Material for this exercise:
━━━━━━━━━━
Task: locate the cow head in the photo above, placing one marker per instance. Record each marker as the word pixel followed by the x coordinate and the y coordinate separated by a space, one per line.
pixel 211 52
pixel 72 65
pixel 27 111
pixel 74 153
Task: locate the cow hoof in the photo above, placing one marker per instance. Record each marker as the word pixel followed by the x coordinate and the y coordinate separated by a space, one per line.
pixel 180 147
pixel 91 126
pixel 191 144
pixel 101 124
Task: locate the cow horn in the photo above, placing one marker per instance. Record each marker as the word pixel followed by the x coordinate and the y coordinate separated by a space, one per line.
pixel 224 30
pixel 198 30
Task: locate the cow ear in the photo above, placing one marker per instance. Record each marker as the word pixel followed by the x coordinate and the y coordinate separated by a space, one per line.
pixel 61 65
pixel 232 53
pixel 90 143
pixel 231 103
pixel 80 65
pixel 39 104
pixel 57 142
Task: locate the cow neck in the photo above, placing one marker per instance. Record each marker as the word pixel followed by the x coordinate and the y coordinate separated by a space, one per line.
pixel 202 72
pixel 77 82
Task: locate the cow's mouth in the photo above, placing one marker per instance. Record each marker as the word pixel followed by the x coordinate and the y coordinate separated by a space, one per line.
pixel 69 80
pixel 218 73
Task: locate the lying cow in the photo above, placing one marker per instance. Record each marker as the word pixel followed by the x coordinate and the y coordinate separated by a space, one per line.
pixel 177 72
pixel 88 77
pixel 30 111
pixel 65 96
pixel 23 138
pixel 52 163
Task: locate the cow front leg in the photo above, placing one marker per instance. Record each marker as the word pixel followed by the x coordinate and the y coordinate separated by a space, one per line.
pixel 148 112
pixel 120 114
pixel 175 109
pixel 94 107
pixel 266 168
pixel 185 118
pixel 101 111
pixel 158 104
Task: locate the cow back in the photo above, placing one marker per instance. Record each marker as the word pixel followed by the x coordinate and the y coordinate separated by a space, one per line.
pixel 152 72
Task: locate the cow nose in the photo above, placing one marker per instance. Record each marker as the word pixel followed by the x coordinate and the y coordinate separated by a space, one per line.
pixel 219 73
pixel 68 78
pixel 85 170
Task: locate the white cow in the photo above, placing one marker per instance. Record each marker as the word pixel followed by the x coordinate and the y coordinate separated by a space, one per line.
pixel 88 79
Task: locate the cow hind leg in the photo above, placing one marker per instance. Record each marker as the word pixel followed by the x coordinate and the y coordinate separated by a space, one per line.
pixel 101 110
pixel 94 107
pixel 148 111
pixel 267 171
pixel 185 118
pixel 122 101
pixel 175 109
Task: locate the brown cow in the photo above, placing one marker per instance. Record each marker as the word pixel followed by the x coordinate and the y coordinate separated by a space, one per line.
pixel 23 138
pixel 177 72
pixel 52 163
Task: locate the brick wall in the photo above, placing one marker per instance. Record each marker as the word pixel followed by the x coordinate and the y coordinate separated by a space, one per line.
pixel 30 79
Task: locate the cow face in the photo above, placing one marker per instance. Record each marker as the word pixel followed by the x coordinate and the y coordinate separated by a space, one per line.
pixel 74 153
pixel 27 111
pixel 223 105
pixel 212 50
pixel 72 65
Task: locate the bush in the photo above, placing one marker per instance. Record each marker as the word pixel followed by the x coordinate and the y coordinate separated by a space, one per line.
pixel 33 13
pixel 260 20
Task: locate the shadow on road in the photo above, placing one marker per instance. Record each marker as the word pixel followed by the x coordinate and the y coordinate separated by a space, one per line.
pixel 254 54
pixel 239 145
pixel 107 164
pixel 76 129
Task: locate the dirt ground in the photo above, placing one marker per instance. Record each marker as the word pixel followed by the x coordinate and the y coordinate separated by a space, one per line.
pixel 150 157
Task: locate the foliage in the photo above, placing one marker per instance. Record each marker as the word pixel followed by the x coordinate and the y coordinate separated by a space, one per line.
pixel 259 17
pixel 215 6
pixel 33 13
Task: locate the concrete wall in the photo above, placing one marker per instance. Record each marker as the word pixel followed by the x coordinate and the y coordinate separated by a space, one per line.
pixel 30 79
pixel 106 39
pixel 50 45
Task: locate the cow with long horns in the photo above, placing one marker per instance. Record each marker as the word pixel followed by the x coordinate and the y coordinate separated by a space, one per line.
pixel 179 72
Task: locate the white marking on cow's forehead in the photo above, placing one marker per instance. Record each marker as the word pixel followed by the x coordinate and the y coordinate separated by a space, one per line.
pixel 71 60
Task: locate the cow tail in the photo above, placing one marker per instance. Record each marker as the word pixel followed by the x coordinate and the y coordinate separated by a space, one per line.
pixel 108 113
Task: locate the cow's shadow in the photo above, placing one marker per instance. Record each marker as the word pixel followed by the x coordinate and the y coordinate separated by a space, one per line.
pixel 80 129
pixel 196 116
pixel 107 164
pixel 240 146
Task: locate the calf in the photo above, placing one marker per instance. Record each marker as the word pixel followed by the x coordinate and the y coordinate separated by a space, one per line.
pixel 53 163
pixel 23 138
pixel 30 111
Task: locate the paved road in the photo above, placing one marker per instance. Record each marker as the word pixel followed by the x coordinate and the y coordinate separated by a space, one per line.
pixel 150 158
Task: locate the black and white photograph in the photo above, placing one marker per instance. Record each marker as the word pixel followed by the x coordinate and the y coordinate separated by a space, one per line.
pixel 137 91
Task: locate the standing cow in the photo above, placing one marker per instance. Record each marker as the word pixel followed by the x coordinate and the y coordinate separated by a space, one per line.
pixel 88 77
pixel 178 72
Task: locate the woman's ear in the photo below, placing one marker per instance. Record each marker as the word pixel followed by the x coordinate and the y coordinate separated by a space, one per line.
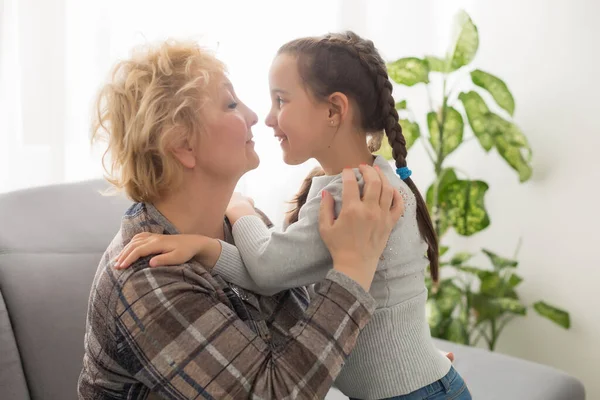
━━━━━━━━━━
Required work:
From the line that contains "Task: locate the black" through the last line of the entries, transcribe every line exactly, leaving out the pictures.

Result of this exercise:
Task: locate the black and white photograph in the photo above, placing one marker per instance. Record each marker as the word pixel followed by the x coordinate and the y coordinate separated by a space, one per line.
pixel 137 91
Task: locate the standing cow in the photo above, placing one marker per instance. Record each marker as the word pixel followed by the x coordinate and the y coordinate separated by a space, one per line.
pixel 88 77
pixel 178 72
Task: locate the woman's ear in the photo below, placing one marker per instance. Record each marker as the word pixel followed by the x coordinate and the y coordinate separated by a space, one per line.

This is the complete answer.